Supplied passage
Frankly Feminine, 1965
Frankly Feminine: A book of comprehensive information and advice for the woman of today was edited by Eileen McCarthy, published by The Grolier Society Limited, London, 1965. However, despite the publishing date, much of its content seems to me to hark back to the 1950s rather than the Swinging Sixties, with its emphasis on the hearth and home.
I have had this hefty lifestyle tome for several years, a birthday gift from He Who Put The Shelves Up. True to my usual form, I haven’t ever sat down and read it from cover to cover, though the Bookworm has virtually done so in my stead. She can quote bits of advice on various bits of social etiquette with complete confidence (which can be rather disconcerting at times!)
The Editor’s begins, ‘For today’s woman the world is limitless. She can come and go about the continents and the oceans; soon, if the fancy takes her, she may be exploring space, and setting up home on a satellite.’ However, McCarthy goes on to write, ‘but we shall always have the trick of finding our greatest contentment within a small and homely circle.’ Apparently ‘today’s complete woman – who sees the stars around her and finds her happiness still in her home, with her family, and friends’ is for whom this book is written.
So, all of that sets up a contradiction straight away; modern woman can do all sorts of things, but her place is still really in the home, especially if she wants to be ‘complete’. Even if she does make it into space, she will still want to be a homemaker on Mars. Oh, not forgetting that she will still have to maintain her figure to get the husband to put into said home in the first place.
A glance at the book’s contents reveals that Frankly Feminine tackles everything from beauty to gardening and room design to house insurance, as well as wedding, maternity, childcare and family life. The book also offers a crash course in cookery, covering baking, cuts of meat, types of fish and cooking for Christmas and other events. You could even learn basic plumbing and carpentry techniques from this handy volume. As the book chidingly points out, ‘Handywomen sometimes fall down on jobs because their toolbox is poorly stocked.’ The book is full of useful household management-type practical tips (handy in a pre-internet era). How about the removal of stains for instance? Frankly Feminine gives a comprehensive list of likely fabric stains and their removal. You could probably find an answer to almost any household problem. And, in these days of soul-searching about how much impact we have on the environment, perhaps some of the domestic advice could come in useful again. Anyone up for making some homemade cleaning products?
Frankly Feminine seemed to have its eye firmly on the better class of woman (complete or otherwise), giving advice on what household linen to buy and what cutlery will be required when setting up home for the first time (fish knives and soup spoons definitely, though you could apparently buy mustard and salt spoons later). And there are hints about keeping your silver cutlery in good condition. There was plenty of detail about dinner service buying and discussion about different sorts of glassware (Scandinavian, Venetian, French etc) including what sorts of glasses are for serving which wine. There was a clear expectation that the readers of this volume would be hosting dinner parties.

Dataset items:

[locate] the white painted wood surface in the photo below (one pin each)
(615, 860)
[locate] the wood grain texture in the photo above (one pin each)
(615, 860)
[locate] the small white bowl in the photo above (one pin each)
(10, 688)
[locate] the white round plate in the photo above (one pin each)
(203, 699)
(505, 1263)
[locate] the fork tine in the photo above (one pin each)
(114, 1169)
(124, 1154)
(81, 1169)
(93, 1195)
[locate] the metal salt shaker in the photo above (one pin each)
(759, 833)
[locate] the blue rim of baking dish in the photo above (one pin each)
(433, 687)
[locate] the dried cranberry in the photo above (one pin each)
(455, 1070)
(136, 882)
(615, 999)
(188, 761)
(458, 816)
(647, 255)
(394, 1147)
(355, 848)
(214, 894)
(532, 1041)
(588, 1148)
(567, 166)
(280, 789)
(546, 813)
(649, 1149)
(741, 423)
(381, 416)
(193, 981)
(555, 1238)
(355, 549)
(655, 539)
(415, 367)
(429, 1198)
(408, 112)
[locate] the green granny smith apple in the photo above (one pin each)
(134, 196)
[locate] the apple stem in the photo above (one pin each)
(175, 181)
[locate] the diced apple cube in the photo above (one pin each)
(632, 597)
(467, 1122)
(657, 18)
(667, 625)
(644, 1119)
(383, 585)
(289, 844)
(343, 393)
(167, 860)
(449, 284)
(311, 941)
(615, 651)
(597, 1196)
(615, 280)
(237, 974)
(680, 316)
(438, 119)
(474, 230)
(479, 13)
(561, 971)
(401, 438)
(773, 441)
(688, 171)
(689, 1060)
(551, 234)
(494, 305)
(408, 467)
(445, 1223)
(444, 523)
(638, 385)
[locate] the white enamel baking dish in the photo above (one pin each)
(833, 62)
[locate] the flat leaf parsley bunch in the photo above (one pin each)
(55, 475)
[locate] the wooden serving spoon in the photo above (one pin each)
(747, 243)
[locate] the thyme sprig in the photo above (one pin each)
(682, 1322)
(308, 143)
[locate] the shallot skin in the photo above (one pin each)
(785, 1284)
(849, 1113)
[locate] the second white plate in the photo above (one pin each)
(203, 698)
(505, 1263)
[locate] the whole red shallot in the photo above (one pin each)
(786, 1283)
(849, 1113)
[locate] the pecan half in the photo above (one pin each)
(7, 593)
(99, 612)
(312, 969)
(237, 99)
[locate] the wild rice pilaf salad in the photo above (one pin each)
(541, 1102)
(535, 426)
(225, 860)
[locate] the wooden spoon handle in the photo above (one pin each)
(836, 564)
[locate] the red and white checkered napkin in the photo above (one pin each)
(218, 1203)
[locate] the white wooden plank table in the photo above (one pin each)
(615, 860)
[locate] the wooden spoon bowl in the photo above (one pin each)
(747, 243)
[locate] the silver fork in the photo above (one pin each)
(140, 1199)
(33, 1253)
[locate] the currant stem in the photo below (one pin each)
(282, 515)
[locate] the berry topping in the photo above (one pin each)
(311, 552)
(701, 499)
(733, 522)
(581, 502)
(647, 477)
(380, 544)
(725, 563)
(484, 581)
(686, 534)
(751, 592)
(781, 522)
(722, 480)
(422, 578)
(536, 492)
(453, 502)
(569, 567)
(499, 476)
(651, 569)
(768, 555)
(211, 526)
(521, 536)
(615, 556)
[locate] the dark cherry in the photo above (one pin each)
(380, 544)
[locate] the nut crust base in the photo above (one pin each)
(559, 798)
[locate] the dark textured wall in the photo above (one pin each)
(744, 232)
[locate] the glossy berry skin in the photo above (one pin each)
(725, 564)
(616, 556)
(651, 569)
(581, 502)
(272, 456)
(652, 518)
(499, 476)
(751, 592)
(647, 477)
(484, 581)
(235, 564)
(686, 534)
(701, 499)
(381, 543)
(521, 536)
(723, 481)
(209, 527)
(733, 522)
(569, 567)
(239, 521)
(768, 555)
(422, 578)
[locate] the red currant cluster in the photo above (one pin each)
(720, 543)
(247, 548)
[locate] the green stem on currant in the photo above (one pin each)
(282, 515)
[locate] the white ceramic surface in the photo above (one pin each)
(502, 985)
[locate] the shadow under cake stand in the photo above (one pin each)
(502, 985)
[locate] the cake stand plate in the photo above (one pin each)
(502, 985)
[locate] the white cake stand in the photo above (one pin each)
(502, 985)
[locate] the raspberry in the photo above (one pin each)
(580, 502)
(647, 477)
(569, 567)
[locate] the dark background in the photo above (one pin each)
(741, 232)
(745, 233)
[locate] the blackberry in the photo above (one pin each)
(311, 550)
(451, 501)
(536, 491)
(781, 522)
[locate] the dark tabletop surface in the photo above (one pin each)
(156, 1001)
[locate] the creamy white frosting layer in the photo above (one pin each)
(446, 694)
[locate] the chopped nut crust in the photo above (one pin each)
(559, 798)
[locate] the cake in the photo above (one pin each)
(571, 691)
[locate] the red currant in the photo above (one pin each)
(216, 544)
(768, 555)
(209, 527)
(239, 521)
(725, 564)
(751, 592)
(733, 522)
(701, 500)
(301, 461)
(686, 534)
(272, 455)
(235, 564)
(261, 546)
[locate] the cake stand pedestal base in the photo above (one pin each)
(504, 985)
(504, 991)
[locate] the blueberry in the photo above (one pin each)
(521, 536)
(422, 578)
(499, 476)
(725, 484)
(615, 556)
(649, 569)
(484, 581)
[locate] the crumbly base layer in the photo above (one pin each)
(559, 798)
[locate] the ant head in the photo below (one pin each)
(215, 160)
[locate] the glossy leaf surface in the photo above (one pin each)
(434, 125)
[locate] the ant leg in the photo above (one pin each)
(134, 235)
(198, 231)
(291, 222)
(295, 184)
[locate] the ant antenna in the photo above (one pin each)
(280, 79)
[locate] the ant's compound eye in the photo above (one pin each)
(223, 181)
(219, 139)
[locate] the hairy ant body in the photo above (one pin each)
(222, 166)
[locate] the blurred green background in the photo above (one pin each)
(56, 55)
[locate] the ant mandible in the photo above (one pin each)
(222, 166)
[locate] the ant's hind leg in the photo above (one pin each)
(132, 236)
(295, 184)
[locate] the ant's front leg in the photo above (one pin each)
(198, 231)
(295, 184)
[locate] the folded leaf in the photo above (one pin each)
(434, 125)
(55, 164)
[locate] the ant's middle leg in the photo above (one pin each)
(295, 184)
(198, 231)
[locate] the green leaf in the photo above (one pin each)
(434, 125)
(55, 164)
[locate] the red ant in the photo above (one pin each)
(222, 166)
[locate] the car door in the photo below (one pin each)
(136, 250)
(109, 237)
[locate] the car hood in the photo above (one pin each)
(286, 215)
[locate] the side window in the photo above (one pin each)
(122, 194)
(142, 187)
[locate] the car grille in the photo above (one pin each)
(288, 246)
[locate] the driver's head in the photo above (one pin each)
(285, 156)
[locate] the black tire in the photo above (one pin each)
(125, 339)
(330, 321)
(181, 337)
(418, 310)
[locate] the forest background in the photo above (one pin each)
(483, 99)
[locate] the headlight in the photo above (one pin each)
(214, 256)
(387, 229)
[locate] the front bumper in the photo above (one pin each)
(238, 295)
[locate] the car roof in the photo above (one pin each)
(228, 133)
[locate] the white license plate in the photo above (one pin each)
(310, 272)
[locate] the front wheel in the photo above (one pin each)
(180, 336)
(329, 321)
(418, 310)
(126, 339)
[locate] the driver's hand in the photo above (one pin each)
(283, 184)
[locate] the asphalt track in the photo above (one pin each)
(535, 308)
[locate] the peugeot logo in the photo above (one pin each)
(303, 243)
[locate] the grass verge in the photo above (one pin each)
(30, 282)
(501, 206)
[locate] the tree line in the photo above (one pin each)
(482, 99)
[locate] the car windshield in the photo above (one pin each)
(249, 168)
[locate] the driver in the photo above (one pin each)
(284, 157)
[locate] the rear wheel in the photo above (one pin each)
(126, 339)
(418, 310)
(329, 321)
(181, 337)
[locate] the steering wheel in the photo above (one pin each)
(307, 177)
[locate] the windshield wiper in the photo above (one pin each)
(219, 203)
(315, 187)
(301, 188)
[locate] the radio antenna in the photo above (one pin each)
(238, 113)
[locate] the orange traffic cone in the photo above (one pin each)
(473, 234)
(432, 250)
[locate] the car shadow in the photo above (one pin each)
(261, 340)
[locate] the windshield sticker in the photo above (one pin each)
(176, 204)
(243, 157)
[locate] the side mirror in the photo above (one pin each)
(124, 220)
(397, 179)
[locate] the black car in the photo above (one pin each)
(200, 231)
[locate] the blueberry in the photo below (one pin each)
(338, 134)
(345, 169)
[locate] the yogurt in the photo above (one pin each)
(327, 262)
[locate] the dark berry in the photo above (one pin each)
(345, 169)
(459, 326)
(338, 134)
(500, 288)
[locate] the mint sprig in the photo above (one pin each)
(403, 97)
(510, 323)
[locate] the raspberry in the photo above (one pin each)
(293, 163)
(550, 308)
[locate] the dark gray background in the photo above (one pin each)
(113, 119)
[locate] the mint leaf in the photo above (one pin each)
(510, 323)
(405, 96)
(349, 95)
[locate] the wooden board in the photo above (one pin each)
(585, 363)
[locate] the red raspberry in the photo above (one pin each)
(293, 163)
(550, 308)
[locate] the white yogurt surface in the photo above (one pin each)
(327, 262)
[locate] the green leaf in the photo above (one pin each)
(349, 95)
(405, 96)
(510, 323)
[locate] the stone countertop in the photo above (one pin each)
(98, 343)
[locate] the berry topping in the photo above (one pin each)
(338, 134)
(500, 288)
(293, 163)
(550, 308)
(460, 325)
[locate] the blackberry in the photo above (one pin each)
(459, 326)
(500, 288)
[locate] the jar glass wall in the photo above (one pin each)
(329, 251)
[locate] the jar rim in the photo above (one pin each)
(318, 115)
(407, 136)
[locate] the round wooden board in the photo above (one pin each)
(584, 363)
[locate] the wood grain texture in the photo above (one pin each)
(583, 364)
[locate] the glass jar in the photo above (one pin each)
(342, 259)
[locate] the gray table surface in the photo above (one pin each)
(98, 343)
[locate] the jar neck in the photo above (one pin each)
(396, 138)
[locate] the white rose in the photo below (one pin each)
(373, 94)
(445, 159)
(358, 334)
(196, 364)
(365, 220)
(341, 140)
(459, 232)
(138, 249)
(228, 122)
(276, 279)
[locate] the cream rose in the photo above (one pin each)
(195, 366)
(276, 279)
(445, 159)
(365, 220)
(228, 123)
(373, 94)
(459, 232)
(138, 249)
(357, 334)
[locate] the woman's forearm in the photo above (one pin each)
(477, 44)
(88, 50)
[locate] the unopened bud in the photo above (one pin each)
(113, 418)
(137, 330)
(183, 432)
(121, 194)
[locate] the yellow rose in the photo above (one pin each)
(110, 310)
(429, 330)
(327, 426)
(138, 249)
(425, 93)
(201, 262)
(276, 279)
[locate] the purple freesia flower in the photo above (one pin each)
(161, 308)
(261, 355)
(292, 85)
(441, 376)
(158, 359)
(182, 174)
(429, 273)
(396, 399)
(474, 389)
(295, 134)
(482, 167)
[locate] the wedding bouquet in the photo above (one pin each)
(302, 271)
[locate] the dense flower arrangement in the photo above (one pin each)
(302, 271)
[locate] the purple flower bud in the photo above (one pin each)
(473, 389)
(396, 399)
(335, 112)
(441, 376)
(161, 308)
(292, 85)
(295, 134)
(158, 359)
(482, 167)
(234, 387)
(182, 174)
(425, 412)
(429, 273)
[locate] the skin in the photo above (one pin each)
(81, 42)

To do
• a. Put the stretch of the records from the line containing "[locate] the purple freesia" through the end of the records into a Markdown table with the columns No. and Line, leaving out blank lines.
• b. Supply what comes next in the piece on the 1965 book Frankly Feminine.
The text and the records come from unrelated sources.

In response
• a.
| No. | Line |
|---|---|
| 1 | [locate] the purple freesia flower in the photo above (one pin each) |
| 2 | (161, 308) |
| 3 | (261, 355) |
| 4 | (292, 85) |
| 5 | (441, 376) |
| 6 | (158, 359) |
| 7 | (182, 174) |
| 8 | (429, 273) |
| 9 | (396, 399) |
| 10 | (474, 389) |
| 11 | (295, 134) |
| 12 | (482, 167) |
| 13 | [locate] the wedding bouquet in the photo above (one pin each) |
| 14 | (302, 271) |
| 15 | [locate] the dense flower arrangement in the photo above (one pin each) |
| 16 | (302, 271) |
| 17 | [locate] the purple flower bud in the photo above (one pin each) |
| 18 | (473, 389) |
| 19 | (396, 399) |
| 20 | (335, 112) |
| 21 | (441, 376) |
| 22 | (161, 308) |
| 23 | (292, 85) |
| 24 | (295, 134) |
| 25 | (158, 359) |
| 26 | (482, 167) |
| 27 | (234, 387) |
| 28 | (182, 174) |
| 29 | (425, 412) |
| 30 | (429, 273) |
| 31 | [locate] the skin in the photo above (one pin each) |
| 32 | (81, 42) |

• b.
The fashion and beauty advice do take priority though, with careers, interview advice and driving tips trailing behind in the pecking order. There is much emphasis on having and keeping a good figure to the extent of having a ‘Plump-up routine’ for women who would like to gain or re-gain curves. Plenty of advice here for looking after face, hair, hands and neck too, though there is not a single non-white woman to be seen in the book and a definite fondness for featuring pretty, slim blondes in the Grace Kelly line. I was fascinated to read the section about foundation garments. I have somehow never associated girdles with this era. But here you can find instruction on the buying and wearing of appropriate underwear. Apparently, it was most important to get, ‘exactly the right garments that are going to pull you in, smooth you out, or prop you up in the right places.’ Sounds like a major task indeed. But never fear, it was a ‘matter of joint operations’ between a woman and her trusty fitter to ensure that the girdle producing the ‘slickest job’ for her ‘particular anatomy’ would be purchased. Phew, that’s alright then.
Girdle are Us
Much of the personal relationship advice (with men, family, friends) given in the book sounds so jarring to a 21st century ear, as Irish Times journalist Rosita Boland discovered in 2014 when she and some friends reviewed that section. Frankly Feminine encouraged women to see men not as friends but as potential husband material. The opinion of Boland’s readers was not generally favourable to the tenor of much of the advice given. That’s not surprising when you read, under the sub-heading ‘Giving in’:
There is no real equality between the sexes, and those who think otherwise are merely deluding themselves. Women have freedom, opportunity – but this doesn’t put us on the same footing as men. Fortunately, we aren’t natural world-shakers. We know that success doesn’t put its arms round us when we’re tired and can’t sleep at night. So, if we’re wise, we know when and how to give in gracefully. The benefits it brings are well worth while.
The book has a depressing attitude to what a woman might expect from a relationship with a man. Frankly Feminine encourages women to think of men as large overgrown children who can’t really be expected to be relied upon. It says that women should allow for men’s ‘superiority complex’ and that fact that ‘Most men have very little sense of humour about themselves’. Hmm, not very promising. However, some of FF’s advice can be sensible such as pointing out that we can’t expect happiness to come from without (‘like manna from heaven’), it has to come from within ourselves. Also, ‘Never make the mistake of thinking that life would be marvellous if you were doing something different’. Or, as I remember from my childhood, the grass is always greener attitude. Quite a wise observation. As Veronica, one of the readers in Boland’s article pointed out, some of the relationship advice is, ‘like modern positive psychology. All that is beautiful: how to be happy with life’. There are useful and sensible pieces of life advice here, about being confident and independent, but the man/woman advice in particular seems very dated.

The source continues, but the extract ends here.